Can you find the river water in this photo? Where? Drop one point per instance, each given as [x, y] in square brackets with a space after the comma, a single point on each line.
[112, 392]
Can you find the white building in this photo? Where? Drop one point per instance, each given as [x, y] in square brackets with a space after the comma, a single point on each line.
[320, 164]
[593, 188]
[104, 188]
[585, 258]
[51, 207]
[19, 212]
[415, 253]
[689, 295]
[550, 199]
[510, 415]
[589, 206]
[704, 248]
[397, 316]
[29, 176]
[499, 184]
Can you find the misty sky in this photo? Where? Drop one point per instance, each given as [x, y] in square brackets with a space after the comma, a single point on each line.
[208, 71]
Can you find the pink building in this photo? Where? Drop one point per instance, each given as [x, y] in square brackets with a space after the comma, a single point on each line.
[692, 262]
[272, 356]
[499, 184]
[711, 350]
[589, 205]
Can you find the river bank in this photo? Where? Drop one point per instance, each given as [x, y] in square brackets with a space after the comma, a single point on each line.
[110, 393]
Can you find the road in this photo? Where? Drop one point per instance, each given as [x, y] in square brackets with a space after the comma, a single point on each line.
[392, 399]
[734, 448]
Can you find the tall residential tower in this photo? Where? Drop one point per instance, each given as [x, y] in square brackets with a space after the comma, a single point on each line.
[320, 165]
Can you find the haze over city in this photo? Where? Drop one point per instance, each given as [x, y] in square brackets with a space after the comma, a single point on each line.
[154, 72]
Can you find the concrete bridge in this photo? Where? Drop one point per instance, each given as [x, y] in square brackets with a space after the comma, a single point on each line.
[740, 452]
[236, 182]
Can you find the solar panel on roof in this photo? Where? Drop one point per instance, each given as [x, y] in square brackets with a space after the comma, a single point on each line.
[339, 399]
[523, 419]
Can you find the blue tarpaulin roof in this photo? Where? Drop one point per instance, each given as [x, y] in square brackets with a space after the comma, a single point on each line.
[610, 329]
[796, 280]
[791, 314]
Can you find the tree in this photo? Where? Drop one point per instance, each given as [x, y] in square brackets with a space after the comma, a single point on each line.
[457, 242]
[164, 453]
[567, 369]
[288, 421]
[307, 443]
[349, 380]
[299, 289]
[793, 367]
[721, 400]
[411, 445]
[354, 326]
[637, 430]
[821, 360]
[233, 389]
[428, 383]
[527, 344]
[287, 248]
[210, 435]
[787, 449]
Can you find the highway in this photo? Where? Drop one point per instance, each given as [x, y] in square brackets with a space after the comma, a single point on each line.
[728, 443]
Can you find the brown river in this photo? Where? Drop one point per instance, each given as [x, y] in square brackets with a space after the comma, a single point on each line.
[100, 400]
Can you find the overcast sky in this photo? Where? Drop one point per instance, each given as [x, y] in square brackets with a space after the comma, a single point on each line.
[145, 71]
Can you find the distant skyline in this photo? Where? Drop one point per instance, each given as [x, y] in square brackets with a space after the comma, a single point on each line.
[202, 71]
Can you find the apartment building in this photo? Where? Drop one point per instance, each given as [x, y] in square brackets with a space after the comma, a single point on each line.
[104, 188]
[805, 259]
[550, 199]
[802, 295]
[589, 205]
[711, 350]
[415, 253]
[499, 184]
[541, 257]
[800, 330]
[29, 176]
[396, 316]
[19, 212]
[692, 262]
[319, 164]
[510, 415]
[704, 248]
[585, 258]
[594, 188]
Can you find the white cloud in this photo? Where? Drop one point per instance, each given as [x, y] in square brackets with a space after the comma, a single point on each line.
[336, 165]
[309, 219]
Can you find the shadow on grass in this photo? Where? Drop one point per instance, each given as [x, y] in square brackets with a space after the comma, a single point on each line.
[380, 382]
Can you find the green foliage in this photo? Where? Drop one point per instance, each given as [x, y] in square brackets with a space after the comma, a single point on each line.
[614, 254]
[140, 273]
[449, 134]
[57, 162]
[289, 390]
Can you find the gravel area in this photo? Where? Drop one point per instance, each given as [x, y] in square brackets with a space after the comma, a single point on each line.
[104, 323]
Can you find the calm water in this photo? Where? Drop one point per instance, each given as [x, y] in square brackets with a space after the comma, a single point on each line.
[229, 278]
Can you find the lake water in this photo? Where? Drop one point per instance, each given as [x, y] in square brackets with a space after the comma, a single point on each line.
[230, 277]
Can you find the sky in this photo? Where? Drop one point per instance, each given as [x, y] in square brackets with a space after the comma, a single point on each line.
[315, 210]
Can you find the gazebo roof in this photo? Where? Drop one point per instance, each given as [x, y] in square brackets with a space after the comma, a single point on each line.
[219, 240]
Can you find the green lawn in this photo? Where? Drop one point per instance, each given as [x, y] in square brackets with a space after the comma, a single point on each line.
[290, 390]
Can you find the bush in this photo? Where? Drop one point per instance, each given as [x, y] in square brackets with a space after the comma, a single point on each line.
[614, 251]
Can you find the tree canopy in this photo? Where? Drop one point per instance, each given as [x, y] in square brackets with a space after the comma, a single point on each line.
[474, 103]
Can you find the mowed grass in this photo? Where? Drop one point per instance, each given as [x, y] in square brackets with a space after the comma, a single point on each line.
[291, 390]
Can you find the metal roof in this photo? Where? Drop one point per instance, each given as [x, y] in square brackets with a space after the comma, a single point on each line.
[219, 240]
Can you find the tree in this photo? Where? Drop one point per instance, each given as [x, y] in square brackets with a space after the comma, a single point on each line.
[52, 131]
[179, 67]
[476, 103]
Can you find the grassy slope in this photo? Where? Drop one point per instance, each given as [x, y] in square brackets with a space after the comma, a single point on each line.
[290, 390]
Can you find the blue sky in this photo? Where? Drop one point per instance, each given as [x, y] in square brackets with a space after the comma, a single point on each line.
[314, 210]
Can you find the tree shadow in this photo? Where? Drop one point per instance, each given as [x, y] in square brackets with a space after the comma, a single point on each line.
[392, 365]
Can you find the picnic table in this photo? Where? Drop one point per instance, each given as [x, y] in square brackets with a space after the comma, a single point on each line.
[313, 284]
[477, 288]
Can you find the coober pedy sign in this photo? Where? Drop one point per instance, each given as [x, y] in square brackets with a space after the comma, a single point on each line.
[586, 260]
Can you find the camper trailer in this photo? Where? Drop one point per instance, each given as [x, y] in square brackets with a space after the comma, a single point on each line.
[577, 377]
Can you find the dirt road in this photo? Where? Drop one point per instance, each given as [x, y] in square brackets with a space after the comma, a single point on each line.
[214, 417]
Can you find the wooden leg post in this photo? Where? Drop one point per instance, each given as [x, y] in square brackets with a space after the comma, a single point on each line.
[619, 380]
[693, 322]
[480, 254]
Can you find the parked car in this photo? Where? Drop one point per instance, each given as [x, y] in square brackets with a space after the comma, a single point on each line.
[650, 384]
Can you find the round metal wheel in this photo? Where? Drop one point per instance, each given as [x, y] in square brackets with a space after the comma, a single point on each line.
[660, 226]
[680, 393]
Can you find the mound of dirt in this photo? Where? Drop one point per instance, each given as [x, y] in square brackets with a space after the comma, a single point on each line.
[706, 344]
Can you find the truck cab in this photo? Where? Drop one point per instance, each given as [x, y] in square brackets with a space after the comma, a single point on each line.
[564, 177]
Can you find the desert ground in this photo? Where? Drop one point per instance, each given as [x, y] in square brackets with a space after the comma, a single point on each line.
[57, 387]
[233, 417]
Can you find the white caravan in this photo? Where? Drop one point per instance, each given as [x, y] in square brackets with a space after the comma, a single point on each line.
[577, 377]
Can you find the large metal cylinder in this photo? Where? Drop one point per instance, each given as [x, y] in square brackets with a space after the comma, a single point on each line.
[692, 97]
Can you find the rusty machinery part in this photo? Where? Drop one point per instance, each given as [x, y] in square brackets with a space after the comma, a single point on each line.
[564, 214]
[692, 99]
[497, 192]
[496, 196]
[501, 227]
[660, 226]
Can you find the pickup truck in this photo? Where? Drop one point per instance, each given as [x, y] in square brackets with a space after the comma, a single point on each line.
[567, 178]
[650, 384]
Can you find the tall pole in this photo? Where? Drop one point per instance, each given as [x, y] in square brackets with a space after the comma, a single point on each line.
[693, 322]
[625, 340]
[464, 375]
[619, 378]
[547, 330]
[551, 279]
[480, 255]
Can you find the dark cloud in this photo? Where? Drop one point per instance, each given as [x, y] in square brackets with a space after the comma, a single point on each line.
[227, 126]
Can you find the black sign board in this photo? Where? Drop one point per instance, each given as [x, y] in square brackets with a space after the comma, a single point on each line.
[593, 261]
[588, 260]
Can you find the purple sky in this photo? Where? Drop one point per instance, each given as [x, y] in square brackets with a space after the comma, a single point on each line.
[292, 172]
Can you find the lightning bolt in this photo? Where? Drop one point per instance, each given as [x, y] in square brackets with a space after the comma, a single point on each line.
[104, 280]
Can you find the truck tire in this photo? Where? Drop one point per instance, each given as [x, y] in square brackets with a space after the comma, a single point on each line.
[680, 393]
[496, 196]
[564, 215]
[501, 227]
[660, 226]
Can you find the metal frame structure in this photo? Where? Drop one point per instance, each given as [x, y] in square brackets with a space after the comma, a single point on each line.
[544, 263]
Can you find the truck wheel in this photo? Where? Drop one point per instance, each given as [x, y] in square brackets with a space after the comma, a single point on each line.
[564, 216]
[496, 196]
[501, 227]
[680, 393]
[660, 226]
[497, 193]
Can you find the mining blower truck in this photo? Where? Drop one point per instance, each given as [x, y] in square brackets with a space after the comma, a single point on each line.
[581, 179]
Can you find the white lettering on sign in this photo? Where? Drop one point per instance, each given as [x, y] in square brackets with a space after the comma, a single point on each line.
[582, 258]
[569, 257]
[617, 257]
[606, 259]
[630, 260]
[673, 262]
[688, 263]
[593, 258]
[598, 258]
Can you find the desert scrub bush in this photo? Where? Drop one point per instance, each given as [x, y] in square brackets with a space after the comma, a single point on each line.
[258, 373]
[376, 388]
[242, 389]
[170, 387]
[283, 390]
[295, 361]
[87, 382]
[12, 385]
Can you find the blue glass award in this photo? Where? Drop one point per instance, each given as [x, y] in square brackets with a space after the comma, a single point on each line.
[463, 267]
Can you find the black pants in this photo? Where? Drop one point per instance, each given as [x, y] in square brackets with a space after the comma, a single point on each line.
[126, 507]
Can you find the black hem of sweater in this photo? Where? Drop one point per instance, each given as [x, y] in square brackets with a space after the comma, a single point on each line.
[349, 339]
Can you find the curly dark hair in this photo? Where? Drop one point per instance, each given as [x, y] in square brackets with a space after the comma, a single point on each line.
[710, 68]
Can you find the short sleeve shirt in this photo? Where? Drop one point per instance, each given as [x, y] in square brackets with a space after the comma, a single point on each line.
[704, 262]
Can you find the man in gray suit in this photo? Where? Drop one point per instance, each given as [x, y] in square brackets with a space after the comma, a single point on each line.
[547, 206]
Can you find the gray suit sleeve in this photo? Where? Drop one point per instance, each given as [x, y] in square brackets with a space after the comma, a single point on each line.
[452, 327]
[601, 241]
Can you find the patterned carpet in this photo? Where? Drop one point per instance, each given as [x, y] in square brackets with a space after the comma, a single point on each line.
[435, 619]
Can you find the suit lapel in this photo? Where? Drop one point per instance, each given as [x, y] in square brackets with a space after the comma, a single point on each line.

::::

**Task goal:**
Go back to the data above and please quote exactly, and only, the lines from the line with "Can you find the black hem" through its last line.

**Solution to the problem:**
Can you find the black hem of sweater in this photo? Where? Drop one point per instance, each given as [x, y] in square brackets with a space after the comma, a single point on each line.
[349, 339]
Can you find the curly dark hair in this photo? Where? Drop one point per instance, each given as [x, y] in square brackets with a space after the comma, a single point on each line.
[710, 68]
Can you find the short sleeve shirt in this photo? Where? Drop one point per instance, each given as [x, y] in square brackets with a space after the comma, a single point on each line.
[704, 262]
Can you find the man in gray suit in this photo? Where? Drop one point per instance, each given as [x, y] in square brackets with a space after the comma, a single point on each line.
[547, 206]
Can you find the gray suit sleeve in this photo? Where? Drop one point per instance, each given as [x, y] in square brackets with a space after the comma, a single point on each line.
[452, 327]
[601, 241]
Can you find the patterned carpet in this photo? Where? Drop one point per instance, each given as [x, y] in square brackets with a space after the comma, a single point on each line.
[435, 619]
Can you find the suit lapel in this photo? Where? Drop one point per instance, each given as [x, y] in square brackets with a space after the comma, a single point on each line.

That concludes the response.